Count the lines in the data below that contain the string "window", and give only that number.

══════════════════════════════

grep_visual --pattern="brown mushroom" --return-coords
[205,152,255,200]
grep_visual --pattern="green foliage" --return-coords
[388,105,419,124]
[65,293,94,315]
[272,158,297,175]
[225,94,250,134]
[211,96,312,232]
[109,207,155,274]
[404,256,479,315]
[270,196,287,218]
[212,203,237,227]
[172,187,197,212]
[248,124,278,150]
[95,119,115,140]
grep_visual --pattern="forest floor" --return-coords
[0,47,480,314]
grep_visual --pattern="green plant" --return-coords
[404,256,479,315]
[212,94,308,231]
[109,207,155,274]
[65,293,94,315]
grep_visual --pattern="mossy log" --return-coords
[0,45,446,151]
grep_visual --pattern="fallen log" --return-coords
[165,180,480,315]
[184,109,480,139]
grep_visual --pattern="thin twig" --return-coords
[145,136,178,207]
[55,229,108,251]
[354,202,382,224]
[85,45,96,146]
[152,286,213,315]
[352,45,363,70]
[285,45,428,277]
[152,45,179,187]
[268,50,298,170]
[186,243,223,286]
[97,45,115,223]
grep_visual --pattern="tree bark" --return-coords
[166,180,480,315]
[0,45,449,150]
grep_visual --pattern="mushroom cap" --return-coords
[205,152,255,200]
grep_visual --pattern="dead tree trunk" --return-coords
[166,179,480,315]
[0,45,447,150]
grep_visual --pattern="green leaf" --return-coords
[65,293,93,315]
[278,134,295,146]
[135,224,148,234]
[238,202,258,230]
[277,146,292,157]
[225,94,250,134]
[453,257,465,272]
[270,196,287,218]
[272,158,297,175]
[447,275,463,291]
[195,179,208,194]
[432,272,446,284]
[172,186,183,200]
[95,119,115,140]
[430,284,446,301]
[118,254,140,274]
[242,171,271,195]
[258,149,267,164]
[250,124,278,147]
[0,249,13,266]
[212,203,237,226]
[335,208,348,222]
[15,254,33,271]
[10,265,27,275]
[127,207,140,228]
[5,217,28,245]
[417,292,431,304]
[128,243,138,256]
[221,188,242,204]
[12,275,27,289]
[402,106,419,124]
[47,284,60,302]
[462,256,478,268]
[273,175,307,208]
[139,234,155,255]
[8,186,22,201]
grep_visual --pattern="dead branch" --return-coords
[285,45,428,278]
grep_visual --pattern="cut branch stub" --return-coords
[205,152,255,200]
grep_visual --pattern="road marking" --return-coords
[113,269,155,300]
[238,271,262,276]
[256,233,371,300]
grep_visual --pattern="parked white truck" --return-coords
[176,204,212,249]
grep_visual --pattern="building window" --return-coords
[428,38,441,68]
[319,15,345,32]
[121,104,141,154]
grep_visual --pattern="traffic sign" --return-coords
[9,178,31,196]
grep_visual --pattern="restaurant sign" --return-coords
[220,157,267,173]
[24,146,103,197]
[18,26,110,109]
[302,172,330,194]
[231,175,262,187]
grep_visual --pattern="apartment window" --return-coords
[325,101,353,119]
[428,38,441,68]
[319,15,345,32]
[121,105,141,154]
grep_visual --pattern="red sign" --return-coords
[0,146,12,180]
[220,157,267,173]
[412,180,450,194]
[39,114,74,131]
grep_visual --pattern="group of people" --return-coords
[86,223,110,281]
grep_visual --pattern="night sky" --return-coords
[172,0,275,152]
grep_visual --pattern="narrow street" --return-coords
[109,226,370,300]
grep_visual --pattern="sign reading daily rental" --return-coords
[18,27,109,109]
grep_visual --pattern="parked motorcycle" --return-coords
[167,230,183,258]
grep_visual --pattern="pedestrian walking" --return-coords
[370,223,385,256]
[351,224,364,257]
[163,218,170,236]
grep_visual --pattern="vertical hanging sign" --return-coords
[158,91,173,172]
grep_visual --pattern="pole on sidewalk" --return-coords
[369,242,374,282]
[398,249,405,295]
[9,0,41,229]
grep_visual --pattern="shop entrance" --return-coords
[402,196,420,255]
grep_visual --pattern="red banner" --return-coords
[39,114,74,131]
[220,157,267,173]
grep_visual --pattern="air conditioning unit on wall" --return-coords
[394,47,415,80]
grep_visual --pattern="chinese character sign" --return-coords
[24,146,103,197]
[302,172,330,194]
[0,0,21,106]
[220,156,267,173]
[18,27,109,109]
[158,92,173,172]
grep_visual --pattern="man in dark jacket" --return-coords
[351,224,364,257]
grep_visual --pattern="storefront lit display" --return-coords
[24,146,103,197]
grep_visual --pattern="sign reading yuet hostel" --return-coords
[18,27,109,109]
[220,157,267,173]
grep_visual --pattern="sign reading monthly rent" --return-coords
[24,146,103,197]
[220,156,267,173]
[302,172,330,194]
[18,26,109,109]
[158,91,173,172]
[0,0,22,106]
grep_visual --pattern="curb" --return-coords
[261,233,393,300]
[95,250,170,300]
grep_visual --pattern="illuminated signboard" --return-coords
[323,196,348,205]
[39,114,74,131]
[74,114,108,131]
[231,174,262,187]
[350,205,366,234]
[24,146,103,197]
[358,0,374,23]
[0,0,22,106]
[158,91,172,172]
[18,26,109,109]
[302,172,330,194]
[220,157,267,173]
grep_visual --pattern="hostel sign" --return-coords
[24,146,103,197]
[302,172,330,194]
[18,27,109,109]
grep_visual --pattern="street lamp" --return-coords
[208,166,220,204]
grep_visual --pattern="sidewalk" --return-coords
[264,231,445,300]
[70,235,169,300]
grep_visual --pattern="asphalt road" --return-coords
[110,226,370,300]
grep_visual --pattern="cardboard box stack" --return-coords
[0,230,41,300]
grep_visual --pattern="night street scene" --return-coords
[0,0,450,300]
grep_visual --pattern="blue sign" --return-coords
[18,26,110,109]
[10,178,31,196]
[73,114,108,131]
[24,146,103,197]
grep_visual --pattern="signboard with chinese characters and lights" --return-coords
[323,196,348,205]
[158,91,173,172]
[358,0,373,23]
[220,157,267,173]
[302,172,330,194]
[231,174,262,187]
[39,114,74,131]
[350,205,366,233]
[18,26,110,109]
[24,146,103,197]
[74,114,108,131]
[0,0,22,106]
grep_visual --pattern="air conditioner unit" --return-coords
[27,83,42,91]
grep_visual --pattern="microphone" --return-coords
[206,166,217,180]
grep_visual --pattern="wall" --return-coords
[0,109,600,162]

══════════════════════════════

> _Exercise solution_
2